- [About this exercise]: The lines below, from the one holding "box: [275, 181, 390, 234]" through the one holding "positive clicks: (636, 150)", are to be restated word for word, with all images left out.
START Extracted material
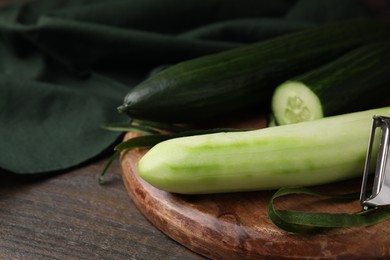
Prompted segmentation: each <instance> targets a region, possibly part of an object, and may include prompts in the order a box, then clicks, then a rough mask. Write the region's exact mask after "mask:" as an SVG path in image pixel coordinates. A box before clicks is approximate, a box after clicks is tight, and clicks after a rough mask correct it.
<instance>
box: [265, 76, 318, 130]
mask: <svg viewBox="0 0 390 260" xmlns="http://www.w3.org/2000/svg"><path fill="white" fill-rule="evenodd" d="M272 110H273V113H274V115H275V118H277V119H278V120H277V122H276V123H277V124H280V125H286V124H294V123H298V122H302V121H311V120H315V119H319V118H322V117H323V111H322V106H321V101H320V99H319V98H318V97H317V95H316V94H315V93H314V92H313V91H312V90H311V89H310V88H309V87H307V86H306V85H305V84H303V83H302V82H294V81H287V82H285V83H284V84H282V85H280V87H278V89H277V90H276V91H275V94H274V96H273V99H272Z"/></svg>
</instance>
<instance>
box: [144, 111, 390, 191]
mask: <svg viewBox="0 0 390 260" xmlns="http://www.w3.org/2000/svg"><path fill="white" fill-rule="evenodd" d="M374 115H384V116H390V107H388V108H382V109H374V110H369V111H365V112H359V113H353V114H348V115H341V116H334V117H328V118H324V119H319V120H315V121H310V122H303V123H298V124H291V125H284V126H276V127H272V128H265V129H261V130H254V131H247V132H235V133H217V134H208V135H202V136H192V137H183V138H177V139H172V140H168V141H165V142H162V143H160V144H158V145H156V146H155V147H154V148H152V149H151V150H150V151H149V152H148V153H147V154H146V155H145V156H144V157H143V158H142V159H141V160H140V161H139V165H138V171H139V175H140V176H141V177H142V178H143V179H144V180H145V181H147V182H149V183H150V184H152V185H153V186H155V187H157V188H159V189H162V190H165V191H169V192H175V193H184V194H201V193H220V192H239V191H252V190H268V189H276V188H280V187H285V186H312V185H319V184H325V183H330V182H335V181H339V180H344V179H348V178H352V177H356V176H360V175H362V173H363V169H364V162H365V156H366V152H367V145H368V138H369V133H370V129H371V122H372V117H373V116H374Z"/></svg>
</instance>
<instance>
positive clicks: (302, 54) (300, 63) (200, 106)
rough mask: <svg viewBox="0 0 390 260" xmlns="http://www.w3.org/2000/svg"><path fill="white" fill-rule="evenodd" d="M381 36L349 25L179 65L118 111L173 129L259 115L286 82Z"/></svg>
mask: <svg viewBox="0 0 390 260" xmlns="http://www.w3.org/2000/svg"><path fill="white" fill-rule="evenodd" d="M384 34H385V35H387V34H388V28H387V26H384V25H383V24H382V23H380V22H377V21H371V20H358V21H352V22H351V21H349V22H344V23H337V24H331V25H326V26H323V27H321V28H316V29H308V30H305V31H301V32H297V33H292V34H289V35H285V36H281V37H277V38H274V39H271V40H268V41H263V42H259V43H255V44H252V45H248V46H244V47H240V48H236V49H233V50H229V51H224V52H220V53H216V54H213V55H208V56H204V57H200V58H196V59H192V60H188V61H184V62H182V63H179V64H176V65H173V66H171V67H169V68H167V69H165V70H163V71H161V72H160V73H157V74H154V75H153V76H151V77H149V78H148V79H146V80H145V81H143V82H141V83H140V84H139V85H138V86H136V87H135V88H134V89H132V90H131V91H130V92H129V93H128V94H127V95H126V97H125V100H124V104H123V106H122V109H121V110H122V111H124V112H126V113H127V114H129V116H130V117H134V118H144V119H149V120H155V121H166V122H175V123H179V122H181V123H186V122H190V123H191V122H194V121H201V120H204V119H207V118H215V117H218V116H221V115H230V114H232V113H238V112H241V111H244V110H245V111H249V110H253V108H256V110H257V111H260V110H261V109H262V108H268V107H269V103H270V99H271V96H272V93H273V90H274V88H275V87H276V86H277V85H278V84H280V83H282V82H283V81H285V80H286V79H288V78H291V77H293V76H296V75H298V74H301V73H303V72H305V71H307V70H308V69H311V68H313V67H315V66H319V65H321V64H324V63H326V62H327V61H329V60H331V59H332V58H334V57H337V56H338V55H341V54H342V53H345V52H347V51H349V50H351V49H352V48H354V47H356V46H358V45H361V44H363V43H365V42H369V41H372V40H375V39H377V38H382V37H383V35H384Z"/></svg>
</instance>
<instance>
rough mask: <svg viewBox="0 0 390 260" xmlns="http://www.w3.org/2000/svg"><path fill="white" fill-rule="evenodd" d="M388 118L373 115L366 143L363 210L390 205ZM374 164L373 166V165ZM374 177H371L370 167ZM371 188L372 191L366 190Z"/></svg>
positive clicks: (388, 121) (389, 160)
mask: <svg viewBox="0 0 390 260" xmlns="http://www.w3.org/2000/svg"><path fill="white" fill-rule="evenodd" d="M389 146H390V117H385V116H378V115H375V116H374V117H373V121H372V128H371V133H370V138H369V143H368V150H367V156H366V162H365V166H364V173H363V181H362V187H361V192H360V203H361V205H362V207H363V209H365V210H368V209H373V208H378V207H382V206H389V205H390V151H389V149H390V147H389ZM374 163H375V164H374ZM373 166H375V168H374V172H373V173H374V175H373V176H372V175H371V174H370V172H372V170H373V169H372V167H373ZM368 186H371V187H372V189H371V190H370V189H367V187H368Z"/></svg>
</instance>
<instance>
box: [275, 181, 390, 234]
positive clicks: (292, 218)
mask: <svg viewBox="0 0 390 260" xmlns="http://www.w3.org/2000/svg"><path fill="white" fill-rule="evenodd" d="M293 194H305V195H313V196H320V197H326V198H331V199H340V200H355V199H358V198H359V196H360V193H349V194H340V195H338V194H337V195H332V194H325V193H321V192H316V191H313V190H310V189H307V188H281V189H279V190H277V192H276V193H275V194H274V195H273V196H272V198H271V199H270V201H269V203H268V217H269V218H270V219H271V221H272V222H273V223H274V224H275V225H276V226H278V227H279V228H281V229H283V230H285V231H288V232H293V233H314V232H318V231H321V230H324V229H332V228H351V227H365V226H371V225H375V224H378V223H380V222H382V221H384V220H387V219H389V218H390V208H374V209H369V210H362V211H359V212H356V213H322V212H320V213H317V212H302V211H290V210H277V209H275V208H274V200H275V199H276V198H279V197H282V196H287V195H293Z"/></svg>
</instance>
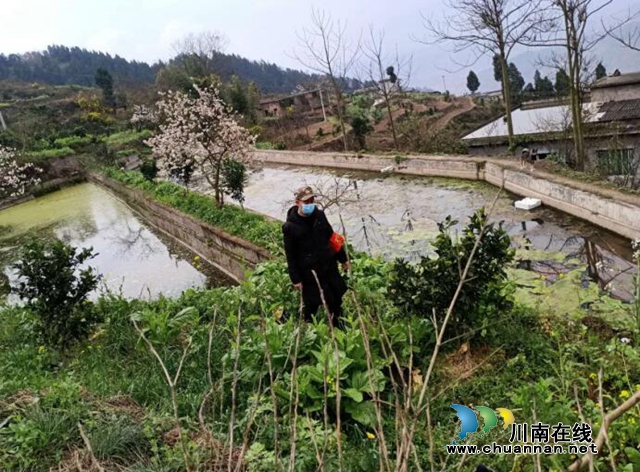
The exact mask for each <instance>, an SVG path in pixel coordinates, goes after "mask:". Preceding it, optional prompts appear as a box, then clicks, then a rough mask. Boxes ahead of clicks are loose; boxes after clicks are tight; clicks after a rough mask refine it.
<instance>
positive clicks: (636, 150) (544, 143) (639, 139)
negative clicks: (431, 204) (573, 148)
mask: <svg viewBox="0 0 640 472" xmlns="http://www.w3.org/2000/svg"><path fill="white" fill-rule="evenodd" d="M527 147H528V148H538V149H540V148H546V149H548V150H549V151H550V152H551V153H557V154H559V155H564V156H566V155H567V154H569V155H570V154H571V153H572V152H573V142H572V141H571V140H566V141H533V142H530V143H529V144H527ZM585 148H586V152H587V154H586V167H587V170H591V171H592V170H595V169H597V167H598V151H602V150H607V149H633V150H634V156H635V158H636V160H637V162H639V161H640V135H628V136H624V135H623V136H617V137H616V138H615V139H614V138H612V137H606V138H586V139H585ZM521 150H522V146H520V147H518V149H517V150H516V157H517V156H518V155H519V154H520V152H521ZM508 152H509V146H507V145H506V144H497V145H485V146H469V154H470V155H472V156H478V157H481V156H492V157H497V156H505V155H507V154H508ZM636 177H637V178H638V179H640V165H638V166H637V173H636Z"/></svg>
END Extracted material
START Extracted material
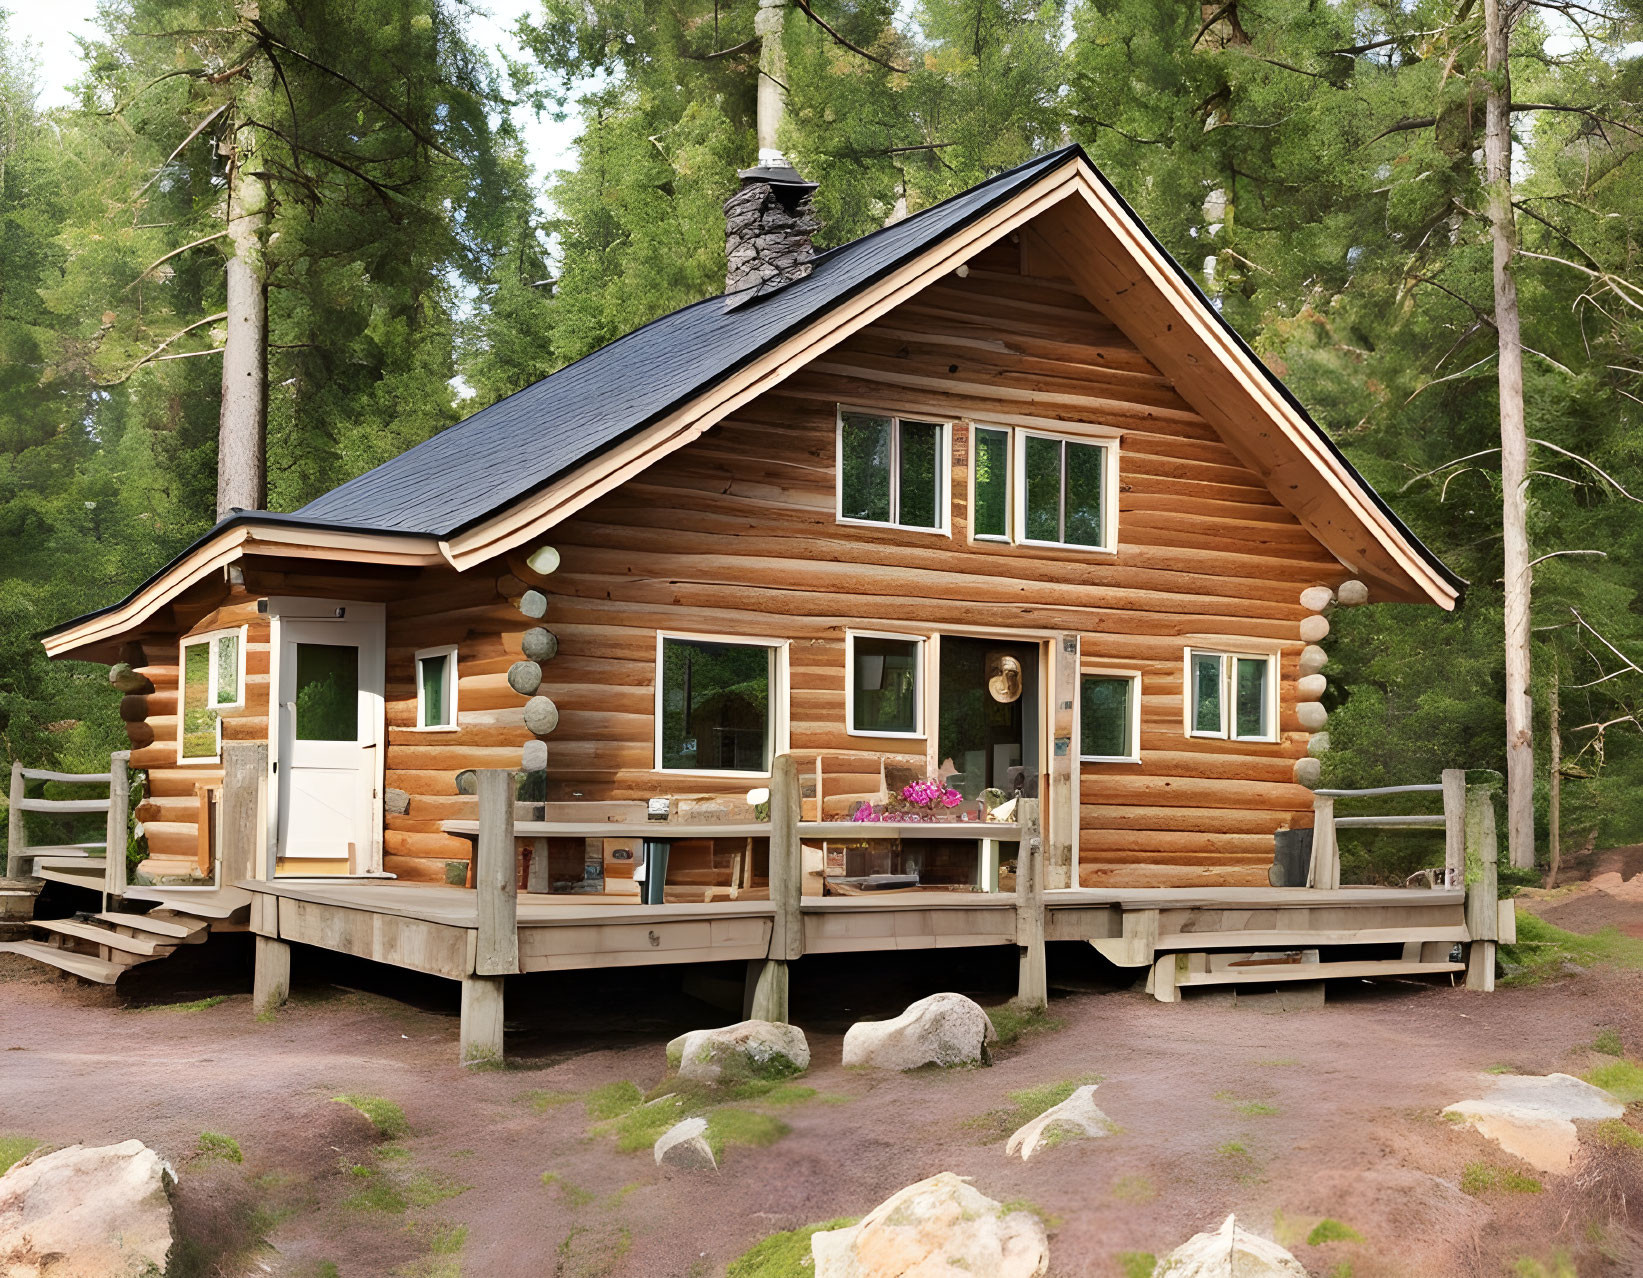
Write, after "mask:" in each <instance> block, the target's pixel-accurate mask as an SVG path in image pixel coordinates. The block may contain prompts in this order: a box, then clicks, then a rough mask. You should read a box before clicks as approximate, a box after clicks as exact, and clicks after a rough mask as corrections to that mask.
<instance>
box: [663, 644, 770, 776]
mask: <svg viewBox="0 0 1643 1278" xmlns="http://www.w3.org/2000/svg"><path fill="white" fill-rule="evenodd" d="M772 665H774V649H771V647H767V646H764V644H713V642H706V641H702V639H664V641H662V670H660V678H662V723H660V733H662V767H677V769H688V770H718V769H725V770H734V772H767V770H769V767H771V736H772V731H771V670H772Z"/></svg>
END Extracted material
- [Result for this exercise]:
box: [275, 181, 390, 234]
positive clicks: (292, 218)
mask: <svg viewBox="0 0 390 260" xmlns="http://www.w3.org/2000/svg"><path fill="white" fill-rule="evenodd" d="M293 194H305V195H313V196H320V197H326V198H331V199H340V200H355V199H358V198H359V196H360V193H349V194H340V195H338V194H337V195H332V194H325V193H321V192H316V191H313V190H310V189H307V188H281V189H279V190H277V192H276V193H275V194H274V195H273V196H272V198H271V199H270V201H269V203H268V217H269V218H270V219H271V221H272V222H273V223H274V224H275V225H276V226H278V227H279V228H281V229H283V230H285V231H288V232H293V233H314V232H318V231H321V230H324V229H332V228H351V227H365V226H371V225H375V224H378V223H380V222H382V221H384V220H387V219H389V218H390V208H374V209H369V210H362V211H359V212H356V213H322V212H320V213H317V212H302V211H290V210H277V209H275V208H274V200H275V199H276V198H279V197H282V196H287V195H293Z"/></svg>
</instance>
The exact mask for each <instance>, an SVG path in pixel coordinates, goes after "mask:". Preceding it, optional prompts appear as a box, then clicks, then a rough mask. Boxes ahead of clicks are loose; boxes after clicks are tight; clicks after a rough mask refine it.
<instance>
positive clicks: (636, 150) (544, 143) (639, 139)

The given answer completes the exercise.